Liste alle Zeilen der Einträge unten auf, in denen das Wort "tiled" vorkommt.
═════ BEREITGESTELLTE DATEN
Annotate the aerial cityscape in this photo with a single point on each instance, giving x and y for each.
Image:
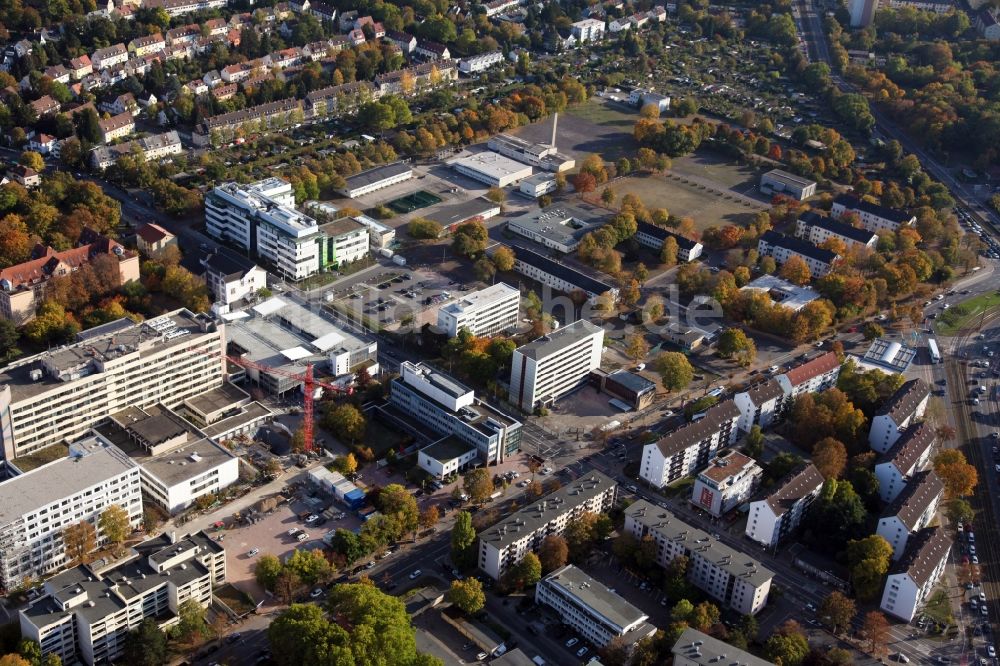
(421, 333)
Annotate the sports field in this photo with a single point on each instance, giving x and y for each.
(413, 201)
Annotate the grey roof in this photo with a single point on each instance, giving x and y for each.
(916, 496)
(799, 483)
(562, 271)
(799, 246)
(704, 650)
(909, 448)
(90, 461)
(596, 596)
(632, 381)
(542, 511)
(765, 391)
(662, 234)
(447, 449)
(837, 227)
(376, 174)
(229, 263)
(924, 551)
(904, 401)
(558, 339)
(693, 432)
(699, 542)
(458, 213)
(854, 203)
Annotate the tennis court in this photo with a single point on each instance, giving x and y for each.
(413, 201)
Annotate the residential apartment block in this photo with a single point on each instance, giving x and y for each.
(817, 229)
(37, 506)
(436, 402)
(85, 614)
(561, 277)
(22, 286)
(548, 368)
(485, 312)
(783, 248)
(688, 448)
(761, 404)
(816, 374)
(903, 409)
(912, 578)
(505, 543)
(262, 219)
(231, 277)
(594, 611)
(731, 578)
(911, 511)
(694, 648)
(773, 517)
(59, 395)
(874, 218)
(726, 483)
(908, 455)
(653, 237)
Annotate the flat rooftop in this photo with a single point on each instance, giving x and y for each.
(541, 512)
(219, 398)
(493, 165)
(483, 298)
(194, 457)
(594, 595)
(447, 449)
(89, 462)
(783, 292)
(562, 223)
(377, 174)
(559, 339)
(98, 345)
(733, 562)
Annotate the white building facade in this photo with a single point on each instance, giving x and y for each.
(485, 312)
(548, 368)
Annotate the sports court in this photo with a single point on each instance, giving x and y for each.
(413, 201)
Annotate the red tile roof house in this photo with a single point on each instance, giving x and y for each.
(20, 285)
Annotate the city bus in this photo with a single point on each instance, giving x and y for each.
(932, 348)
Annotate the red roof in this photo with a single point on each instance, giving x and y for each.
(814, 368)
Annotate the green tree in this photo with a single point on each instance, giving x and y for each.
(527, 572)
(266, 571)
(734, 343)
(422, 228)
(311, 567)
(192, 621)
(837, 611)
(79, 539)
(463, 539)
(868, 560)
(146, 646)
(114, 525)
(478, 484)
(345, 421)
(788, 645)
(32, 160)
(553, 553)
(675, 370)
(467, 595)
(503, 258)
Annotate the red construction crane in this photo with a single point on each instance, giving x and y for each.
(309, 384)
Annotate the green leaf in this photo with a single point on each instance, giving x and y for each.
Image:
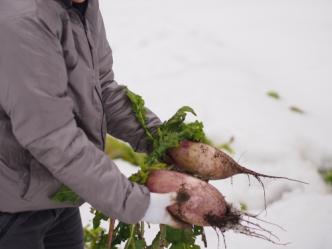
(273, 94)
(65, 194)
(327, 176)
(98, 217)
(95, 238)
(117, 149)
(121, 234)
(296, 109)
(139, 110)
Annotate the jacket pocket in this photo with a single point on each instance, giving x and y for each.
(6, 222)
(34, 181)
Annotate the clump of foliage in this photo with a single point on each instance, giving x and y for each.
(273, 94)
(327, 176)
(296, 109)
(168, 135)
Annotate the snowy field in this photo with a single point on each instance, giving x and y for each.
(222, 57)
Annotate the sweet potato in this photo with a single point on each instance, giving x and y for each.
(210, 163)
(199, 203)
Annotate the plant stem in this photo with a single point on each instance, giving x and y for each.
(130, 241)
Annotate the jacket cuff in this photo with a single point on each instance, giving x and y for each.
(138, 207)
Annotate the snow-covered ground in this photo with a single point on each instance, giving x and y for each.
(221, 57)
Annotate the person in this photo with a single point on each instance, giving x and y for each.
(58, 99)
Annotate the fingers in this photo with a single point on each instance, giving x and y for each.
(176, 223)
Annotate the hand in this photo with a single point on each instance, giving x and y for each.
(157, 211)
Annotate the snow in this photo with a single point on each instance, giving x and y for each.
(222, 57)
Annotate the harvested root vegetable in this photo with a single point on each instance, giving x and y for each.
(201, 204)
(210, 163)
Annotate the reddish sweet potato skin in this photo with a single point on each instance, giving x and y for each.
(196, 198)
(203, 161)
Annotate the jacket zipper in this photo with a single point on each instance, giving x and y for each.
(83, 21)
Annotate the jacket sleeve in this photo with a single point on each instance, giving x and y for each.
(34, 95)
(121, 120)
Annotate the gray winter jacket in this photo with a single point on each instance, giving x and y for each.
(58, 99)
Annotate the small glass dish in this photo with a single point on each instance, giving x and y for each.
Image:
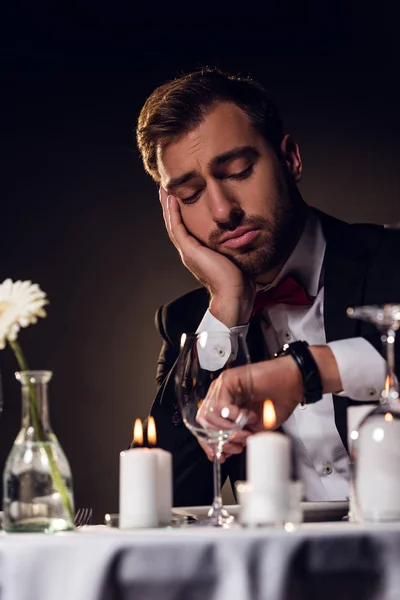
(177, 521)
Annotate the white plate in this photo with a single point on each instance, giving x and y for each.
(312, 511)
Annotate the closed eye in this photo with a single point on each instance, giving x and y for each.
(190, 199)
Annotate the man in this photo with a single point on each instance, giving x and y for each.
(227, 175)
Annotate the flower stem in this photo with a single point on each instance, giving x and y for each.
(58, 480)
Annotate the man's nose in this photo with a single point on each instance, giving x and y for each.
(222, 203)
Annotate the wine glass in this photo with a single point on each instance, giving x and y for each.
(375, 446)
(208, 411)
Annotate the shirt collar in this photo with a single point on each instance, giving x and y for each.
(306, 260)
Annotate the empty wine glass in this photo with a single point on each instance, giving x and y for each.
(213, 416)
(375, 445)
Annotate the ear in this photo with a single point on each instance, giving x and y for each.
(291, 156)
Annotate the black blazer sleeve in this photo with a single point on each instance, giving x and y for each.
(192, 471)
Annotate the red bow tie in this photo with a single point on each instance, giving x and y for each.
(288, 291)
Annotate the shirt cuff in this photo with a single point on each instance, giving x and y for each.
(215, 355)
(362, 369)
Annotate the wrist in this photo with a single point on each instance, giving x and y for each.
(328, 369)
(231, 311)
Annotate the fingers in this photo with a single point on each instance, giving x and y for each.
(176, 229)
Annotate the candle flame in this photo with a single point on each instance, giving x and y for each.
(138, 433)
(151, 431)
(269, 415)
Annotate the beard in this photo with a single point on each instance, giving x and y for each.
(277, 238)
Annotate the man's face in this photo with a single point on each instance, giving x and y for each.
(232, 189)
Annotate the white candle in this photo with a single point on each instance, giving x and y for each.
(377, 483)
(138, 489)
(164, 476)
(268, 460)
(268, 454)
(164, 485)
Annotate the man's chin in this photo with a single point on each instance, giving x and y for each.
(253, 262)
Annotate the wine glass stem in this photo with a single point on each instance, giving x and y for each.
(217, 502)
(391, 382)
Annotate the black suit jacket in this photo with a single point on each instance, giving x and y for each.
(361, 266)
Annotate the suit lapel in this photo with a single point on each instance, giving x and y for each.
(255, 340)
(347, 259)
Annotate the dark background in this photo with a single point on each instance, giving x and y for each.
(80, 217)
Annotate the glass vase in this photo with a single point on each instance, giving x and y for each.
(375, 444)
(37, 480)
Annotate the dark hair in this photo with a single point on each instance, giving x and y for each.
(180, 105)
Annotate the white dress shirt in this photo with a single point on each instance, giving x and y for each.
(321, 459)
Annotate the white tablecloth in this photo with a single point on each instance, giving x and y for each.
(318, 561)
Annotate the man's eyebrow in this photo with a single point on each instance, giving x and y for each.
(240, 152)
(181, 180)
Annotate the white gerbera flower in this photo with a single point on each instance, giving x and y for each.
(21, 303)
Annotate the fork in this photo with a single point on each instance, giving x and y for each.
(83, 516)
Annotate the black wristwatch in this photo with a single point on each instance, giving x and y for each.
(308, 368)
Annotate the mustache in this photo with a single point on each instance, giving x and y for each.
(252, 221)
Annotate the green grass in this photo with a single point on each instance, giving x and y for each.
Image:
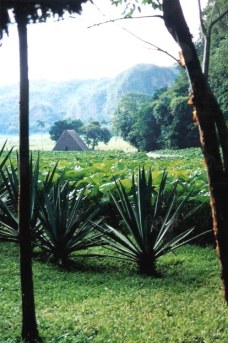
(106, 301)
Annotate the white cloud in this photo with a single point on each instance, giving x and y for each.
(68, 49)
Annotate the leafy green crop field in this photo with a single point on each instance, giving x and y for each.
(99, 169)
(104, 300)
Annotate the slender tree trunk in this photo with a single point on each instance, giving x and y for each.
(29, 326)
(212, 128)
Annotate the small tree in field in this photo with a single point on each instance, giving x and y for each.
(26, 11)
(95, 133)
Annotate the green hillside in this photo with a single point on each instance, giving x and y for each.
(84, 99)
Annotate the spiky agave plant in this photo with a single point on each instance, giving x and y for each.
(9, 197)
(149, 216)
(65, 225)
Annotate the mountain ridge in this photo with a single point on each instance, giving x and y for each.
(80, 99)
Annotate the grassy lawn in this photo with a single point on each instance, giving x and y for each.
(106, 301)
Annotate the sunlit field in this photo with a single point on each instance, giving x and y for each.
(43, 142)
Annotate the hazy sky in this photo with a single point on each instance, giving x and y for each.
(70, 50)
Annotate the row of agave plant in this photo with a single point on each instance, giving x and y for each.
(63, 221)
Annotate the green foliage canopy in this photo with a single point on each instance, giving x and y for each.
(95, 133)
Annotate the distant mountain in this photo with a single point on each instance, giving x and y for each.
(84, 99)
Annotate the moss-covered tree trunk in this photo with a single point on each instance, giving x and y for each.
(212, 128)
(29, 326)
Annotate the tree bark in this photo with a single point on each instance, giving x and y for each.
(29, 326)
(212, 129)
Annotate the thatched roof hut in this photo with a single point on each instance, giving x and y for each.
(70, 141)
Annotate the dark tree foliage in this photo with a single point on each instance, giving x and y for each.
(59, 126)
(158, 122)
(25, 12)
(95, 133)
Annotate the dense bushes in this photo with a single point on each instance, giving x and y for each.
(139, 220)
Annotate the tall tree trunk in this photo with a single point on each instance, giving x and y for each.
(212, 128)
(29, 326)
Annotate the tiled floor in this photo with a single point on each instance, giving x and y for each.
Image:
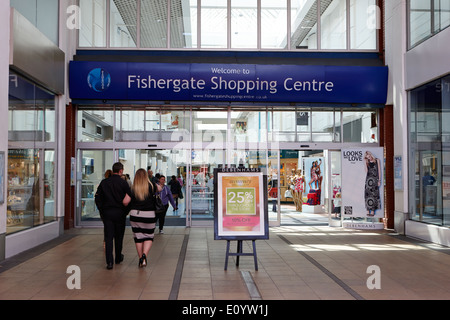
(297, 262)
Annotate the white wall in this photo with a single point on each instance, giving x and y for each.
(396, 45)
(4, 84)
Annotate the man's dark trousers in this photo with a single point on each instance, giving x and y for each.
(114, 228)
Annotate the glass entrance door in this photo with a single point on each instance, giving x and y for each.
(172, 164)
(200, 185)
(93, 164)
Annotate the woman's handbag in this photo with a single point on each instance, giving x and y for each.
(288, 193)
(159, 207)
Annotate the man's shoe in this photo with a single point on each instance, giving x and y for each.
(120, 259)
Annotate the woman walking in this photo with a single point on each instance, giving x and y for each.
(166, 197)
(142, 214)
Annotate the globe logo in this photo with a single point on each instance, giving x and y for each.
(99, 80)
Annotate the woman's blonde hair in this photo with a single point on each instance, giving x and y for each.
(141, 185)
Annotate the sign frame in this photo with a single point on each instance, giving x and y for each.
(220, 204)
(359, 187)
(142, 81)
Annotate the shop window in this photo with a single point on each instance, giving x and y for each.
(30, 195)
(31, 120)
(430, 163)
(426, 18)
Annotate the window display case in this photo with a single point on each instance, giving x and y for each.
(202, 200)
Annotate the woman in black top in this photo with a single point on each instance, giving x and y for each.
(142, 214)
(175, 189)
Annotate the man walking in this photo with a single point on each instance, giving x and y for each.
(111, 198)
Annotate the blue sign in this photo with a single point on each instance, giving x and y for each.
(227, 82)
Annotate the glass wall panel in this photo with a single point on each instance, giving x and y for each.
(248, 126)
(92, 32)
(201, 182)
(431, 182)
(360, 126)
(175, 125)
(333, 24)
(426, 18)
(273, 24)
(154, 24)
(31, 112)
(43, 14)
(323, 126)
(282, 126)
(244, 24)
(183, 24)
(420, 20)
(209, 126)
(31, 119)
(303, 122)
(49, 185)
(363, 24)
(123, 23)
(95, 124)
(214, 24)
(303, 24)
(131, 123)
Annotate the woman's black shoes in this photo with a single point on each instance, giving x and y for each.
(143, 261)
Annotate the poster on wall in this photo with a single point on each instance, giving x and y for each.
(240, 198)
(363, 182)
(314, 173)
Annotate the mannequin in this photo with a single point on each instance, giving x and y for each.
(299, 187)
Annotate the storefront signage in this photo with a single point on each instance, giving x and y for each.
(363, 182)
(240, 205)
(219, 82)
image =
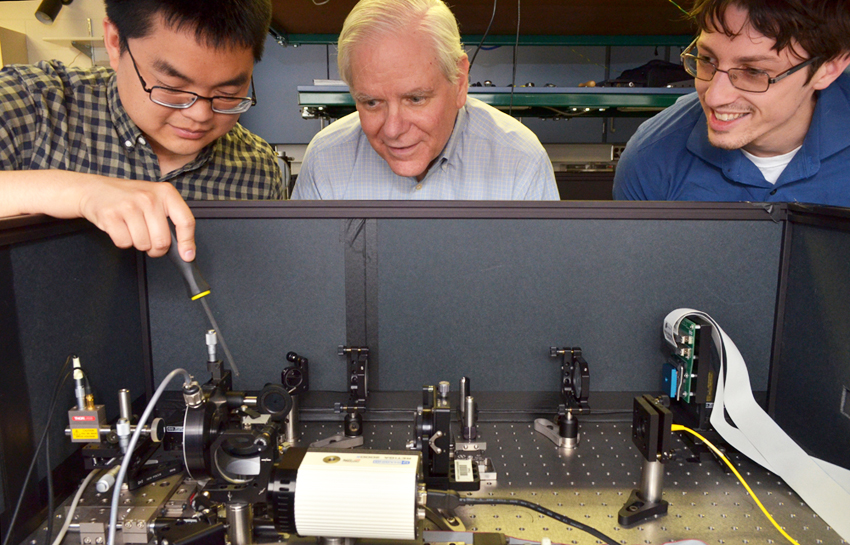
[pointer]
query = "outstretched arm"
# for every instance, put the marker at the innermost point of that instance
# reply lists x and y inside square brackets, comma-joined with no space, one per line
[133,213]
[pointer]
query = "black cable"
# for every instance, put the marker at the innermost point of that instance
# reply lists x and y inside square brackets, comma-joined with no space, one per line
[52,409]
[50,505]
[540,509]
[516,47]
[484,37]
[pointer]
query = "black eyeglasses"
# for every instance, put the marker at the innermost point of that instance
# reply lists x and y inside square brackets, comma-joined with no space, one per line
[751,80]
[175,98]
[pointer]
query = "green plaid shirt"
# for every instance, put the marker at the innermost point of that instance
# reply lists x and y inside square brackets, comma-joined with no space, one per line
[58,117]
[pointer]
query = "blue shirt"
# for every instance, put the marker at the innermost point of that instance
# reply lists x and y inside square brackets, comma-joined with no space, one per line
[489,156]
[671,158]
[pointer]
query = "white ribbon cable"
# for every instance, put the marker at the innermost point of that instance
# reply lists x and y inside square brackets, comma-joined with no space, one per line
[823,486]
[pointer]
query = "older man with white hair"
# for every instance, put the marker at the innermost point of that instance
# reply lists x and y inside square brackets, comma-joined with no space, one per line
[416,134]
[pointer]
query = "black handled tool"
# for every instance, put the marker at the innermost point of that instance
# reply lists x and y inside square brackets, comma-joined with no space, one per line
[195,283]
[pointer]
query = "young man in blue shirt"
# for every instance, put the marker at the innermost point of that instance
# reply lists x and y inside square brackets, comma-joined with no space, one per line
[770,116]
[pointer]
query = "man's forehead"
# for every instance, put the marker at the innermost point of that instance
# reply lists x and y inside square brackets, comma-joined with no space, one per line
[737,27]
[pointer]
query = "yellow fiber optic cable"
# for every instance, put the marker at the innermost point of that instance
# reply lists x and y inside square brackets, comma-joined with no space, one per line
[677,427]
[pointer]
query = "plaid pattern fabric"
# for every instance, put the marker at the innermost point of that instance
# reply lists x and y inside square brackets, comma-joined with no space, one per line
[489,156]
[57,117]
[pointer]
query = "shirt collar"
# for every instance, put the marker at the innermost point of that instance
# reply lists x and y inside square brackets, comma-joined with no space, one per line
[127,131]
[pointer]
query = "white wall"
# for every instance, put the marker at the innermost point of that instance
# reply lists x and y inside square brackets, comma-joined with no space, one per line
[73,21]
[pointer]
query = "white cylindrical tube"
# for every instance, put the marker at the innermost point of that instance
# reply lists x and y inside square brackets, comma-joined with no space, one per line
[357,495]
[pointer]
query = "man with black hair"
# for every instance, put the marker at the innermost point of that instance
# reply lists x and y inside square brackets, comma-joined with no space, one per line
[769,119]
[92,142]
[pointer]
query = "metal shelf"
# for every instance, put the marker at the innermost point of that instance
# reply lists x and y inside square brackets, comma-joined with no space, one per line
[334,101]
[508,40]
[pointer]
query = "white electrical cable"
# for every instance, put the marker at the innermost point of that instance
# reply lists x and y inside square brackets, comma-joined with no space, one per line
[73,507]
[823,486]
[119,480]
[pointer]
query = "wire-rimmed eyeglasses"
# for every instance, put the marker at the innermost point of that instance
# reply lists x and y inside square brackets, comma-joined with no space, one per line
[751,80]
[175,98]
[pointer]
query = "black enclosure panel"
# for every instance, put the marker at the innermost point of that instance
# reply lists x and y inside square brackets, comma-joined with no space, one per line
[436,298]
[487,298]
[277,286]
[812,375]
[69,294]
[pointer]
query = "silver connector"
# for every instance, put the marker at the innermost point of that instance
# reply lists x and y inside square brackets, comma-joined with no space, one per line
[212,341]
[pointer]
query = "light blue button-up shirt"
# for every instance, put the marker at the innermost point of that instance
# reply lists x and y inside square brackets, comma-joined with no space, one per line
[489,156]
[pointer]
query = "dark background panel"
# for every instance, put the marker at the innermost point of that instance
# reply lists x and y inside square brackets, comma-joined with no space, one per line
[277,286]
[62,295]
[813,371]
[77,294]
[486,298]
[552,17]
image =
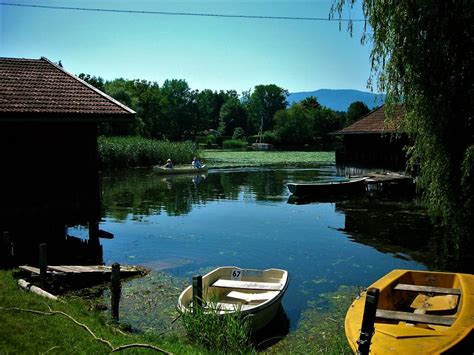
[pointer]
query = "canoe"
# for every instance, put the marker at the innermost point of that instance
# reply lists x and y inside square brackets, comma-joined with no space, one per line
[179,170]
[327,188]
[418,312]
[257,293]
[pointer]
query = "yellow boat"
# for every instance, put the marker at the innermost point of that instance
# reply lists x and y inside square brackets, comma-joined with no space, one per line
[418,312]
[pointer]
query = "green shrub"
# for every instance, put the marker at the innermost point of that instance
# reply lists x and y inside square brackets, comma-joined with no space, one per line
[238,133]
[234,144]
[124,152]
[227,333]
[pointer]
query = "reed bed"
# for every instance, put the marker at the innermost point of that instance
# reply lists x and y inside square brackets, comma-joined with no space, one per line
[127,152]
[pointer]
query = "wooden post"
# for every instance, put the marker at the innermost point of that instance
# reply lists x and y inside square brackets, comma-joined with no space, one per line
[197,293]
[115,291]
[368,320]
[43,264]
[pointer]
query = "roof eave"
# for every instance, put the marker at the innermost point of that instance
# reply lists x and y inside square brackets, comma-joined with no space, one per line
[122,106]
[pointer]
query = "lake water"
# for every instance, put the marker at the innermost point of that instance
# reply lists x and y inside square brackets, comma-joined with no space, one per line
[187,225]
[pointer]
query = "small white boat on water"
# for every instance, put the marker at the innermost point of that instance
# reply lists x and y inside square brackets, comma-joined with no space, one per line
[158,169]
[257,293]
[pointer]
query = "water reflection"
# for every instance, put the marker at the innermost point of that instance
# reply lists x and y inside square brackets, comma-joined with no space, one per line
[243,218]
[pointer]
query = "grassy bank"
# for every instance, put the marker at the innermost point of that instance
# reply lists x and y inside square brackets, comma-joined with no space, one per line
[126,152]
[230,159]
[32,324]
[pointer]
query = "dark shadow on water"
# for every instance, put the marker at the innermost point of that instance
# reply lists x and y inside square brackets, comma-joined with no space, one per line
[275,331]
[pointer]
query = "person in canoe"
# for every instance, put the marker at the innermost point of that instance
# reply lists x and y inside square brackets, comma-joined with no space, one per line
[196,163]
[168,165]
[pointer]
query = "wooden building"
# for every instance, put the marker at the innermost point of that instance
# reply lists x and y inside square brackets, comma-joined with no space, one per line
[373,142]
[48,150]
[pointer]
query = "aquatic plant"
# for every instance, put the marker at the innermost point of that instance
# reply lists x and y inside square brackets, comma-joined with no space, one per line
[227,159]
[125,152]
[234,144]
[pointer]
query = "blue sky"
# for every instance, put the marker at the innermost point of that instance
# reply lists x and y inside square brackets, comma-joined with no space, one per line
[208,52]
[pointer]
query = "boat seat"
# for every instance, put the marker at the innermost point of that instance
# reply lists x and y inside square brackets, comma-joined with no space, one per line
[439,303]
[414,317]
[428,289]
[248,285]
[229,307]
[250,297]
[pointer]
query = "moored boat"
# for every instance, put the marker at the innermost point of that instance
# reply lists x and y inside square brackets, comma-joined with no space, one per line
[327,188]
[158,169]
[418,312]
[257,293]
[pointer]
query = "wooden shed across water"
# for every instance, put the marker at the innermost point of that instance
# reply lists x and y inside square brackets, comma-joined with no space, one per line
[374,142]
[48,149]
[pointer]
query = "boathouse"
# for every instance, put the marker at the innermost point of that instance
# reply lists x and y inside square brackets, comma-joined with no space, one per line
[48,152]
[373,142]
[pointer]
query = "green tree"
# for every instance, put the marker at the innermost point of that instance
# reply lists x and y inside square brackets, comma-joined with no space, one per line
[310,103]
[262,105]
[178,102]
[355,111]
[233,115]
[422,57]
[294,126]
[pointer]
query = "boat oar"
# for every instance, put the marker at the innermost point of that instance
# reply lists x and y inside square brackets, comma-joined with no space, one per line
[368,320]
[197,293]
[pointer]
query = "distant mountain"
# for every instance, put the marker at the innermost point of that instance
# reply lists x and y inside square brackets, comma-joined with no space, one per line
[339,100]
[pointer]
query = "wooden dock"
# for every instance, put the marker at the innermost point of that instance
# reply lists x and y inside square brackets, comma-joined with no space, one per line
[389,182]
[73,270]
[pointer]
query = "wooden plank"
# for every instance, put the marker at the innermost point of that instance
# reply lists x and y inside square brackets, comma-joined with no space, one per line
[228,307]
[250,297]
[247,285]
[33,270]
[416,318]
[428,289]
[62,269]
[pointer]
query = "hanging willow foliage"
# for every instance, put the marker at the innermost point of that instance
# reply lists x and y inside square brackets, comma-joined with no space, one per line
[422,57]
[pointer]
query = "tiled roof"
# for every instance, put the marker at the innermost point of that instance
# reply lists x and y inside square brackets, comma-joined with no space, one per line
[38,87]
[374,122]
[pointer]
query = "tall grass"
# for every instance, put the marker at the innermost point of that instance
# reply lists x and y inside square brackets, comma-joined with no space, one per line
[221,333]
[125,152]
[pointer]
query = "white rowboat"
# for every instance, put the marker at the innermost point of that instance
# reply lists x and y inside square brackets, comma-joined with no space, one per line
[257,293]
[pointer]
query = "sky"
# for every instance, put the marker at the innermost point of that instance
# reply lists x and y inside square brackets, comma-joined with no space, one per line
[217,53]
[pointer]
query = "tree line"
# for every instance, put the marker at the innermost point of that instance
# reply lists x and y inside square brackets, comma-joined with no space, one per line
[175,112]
══════════
__ALS ANTWORT__:
Annotate the tiled floor in this photo with a single point on each instance, giving x and y for each.
query = "tiled roof"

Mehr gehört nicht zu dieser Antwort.